Your task: Put every line from the start of the data down to the line containing "column 300, row 156", both ends included, into a JSON list of strings with one string per line, leaving out blank lines.

┄┄┄┄┄┄

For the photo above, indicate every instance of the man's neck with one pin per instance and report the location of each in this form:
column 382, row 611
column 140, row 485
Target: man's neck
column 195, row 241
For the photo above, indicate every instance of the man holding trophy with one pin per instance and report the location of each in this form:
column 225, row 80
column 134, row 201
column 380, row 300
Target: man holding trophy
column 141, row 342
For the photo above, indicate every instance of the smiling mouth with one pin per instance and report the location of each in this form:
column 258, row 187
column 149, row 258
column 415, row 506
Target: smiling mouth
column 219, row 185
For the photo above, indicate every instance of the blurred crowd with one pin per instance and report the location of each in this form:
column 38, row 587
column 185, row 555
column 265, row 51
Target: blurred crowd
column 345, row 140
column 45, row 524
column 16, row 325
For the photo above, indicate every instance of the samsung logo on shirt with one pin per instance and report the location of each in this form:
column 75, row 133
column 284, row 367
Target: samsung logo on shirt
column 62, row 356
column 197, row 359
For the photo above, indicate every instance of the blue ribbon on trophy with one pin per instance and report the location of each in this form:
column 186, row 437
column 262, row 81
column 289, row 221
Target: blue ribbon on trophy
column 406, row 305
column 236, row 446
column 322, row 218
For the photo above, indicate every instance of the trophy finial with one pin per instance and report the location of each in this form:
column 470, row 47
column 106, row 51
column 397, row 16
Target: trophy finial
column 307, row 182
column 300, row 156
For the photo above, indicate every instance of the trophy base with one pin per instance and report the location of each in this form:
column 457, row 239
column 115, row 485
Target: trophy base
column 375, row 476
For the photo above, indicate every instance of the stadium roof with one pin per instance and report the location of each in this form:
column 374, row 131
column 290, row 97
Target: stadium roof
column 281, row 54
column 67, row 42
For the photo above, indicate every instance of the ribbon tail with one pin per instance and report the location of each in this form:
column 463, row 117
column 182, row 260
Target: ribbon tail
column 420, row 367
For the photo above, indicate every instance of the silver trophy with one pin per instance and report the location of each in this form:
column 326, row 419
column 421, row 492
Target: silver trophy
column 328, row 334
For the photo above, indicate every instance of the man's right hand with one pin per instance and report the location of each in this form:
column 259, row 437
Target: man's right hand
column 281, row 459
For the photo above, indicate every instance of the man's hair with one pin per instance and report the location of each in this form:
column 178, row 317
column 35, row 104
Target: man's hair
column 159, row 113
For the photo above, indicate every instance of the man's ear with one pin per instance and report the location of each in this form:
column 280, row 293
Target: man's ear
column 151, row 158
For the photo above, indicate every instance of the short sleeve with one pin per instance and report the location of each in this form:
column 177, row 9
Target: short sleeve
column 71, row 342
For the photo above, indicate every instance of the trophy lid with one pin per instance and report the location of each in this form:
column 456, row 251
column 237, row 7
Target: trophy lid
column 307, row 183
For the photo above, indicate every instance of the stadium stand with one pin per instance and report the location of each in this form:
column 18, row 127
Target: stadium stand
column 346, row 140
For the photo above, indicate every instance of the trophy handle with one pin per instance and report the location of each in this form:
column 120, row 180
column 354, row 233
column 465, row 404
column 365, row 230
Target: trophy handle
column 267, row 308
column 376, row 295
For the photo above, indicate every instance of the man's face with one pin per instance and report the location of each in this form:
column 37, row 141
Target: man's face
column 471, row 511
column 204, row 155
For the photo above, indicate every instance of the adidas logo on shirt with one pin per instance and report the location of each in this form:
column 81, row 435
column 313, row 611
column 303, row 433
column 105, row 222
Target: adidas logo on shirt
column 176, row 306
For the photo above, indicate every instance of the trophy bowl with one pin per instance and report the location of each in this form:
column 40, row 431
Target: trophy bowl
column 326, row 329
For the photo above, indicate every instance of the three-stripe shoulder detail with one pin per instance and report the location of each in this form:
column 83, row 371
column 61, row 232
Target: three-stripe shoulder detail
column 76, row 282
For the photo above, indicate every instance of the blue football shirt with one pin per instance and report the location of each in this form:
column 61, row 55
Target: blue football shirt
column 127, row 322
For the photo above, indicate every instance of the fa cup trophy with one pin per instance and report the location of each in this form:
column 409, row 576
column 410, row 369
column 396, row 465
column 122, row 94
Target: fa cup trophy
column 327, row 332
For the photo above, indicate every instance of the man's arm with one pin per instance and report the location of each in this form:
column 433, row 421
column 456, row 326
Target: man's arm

┄┄┄┄┄┄

Result below:
[
  "For the photo above, indicate every instance of the man's neck with one pin per instance and report the location of each in this form:",
  "column 382, row 611",
  "column 140, row 485",
  "Target: man's neck",
  "column 195, row 241",
  "For the photo above, indicate every instance of the man holding trophy with one pin per instance and report the location of each in this form:",
  "column 225, row 80",
  "column 134, row 201",
  "column 380, row 300",
  "Target: man holding trophy",
  "column 141, row 342",
  "For the photo above, indicate every instance of the smiling mouth with one pin per instance and report the location of each in this form:",
  "column 258, row 187",
  "column 149, row 258",
  "column 415, row 506",
  "Target: smiling mouth",
  "column 219, row 185",
  "For the photo above, indicate every instance of the blurred crowd with one pin per instance and report the location of each in this form:",
  "column 38, row 587",
  "column 185, row 555",
  "column 265, row 51",
  "Target: blurred crowd",
  "column 345, row 140",
  "column 45, row 524",
  "column 16, row 325",
  "For the photo above, indicate every instance of the samsung logo on shirt with one pin per instance and report the location of each in this form:",
  "column 75, row 133",
  "column 284, row 367",
  "Target: samsung logo on shirt",
  "column 62, row 356",
  "column 197, row 359",
  "For the photo above, indicate every instance of the blue ribbon on trophy with one pin per instance and report the location of each in this form:",
  "column 186, row 437",
  "column 262, row 81",
  "column 289, row 221",
  "Target: blue ribbon on trophy",
  "column 406, row 305",
  "column 236, row 446",
  "column 322, row 218",
  "For the photo above, indicate every instance of the trophy finial with one pin per instance and report the location of each in this form:",
  "column 470, row 47",
  "column 106, row 51",
  "column 397, row 16",
  "Target: trophy finial",
  "column 307, row 182",
  "column 300, row 156"
]